:: Text provided

A charge Q is distributed over two concentric hollow spheres of radii r and `R (gt r)` such that the surface charge densities are equal. Find the potential at the common centre.

To find the potential at the common center of two concentric hollow spheres with equal surface charge densities, we can follow these steps: ### Step 1: Define the Variables Let: - \( r \) = radius of the inner sphere - \( R \) = radius of the outer sphere (where \( R > r \)) - \( Q \) = total charge distributed over both spheres - \( \sigma \) = surface charge density on both spheres ### Step 2: Express Surface Charge Densities The surface charge density \( \sigma \) for the inner sphere (radius \( r \)) and outer sphere (radius \( R \)) can be expressed as: \[ \sigma = \frac{Q_1}{4\pi r^2} = \frac{Q_2}{4\pi R^2} \] where \( Q_1 \) is the charge on the inner sphere and \( Q_2 \) is the charge on the outer sphere. ### Step 3: Relate the Charges From the equality of surface charge densities, we can derive: \[ \frac{Q_1}{Q_2} = \frac{r^2}{R^2} \] This implies: \[ Q_1 = Q_2 \cdot \frac{r^2}{R^2} \] ### Step 4: Use the Total Charge Condition Since the total charge \( Q \) is distributed over both spheres: \[ Q = Q_1 + Q_2 \] Substituting \( Q_1 \) from the previous step: \[ Q = Q_2 \cdot \frac{r^2}{R^2} + Q_2 \] Factoring out \( Q_2 \): \[ Q = Q_2 \left( \frac{r^2}{R^2} + 1 \right) \] Thus, we can solve for \( Q_2 \): \[ Q_2 = \frac{Q}{1 + \frac{r^2}{R^2}} = \frac{Q R^2}{R^2 + r^2} \] ### Step 5: Find \( Q_1 \) Now substituting \( Q_2 \) back to find \( Q_1 \): \[ Q_1 = Q_2 \cdot \frac{r^2}{R^2} = \frac{Q R^2}{R^2 + r^2} \cdot \frac{r^2}{R^2} = \frac{Q r^2}{R^2 + r^2} \] ### Step 6: Calculate the Potential at the Center The potential \( V \) at the common center due to both spheres is given by: \[ V = k \left( \frac{Q_1}{r} + \frac{Q_2}{R} \right) \] Substituting \( Q_1 \) and \( Q_2 \): \[ V = k \left( \frac{\frac{Q r^2}{R^2 + r^2}}{r} + \frac{\frac{Q R^2}{R^2 + r^2}}{R} \right) \] This simplifies to: \[ V = k \left( \frac{Q r}{R^2 + r^2} + \frac{Q R}{R^2 + r^2} \right) = k \frac{Q (r + R)}{R^2 + r^2} \] ### Final Answer Thus, the potential at the common center is: \[ V = k \frac{Q (r + R)}{R^2 + r^2} \]

::::
:: Stored records

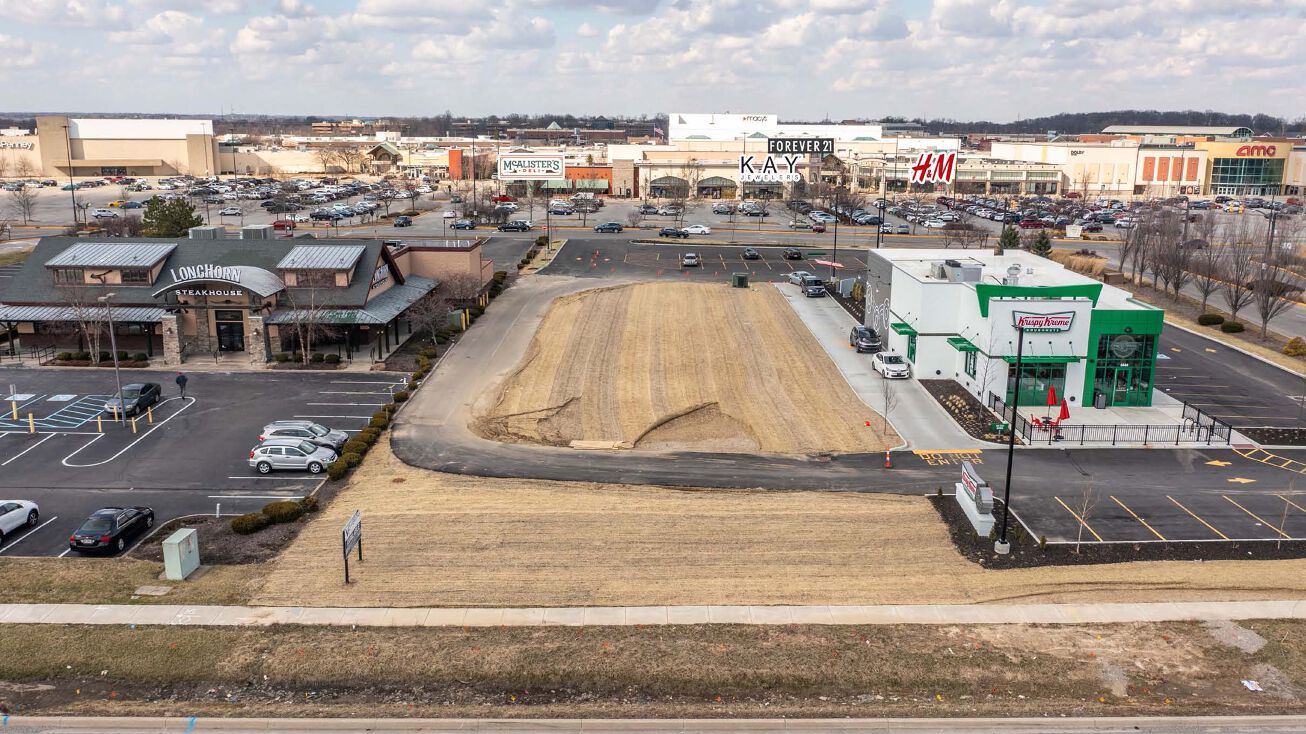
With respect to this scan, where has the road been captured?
[0,716,1306,734]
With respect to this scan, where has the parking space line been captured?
[1053,496,1102,542]
[0,434,59,466]
[1220,495,1292,539]
[0,515,59,552]
[1110,495,1165,541]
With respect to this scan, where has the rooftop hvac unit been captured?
[189,226,227,239]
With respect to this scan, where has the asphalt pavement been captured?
[0,368,401,556]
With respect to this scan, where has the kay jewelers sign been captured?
[1011,311,1075,332]
[499,155,567,182]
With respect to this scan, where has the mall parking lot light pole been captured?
[993,327,1025,555]
[95,293,127,423]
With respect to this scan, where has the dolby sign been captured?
[739,155,803,183]
[767,137,835,158]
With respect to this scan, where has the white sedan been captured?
[0,499,40,545]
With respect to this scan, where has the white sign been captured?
[170,265,240,283]
[739,155,803,183]
[499,155,567,182]
[1011,311,1075,332]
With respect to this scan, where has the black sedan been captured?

::::

Required work:
- 1) Reproduce verbatim the part of the concentric spheres solution starting with "A charge Q is" and going on through "the common centre.".
- 2) Answer these questions from the concentric spheres solution.
(a) What does the problem say about how the outer radius R compares with the inner radius r?
(b) What ratio Q1/Q2 is derived in Step 3?
(c) What final expression is given for the potential at the common center?

Solutions for each task:
- 1)
A charge Q is distributed over two concentric hollow spheres of radii r and `R (gt r)` such that the surface charge densities are equal. Find the potential at the common centre.

- 2)
(a) R is greater than r.
(b) Q1/Q2 = r²/R²
(c) V = kQ(r + R)/(R² + r²)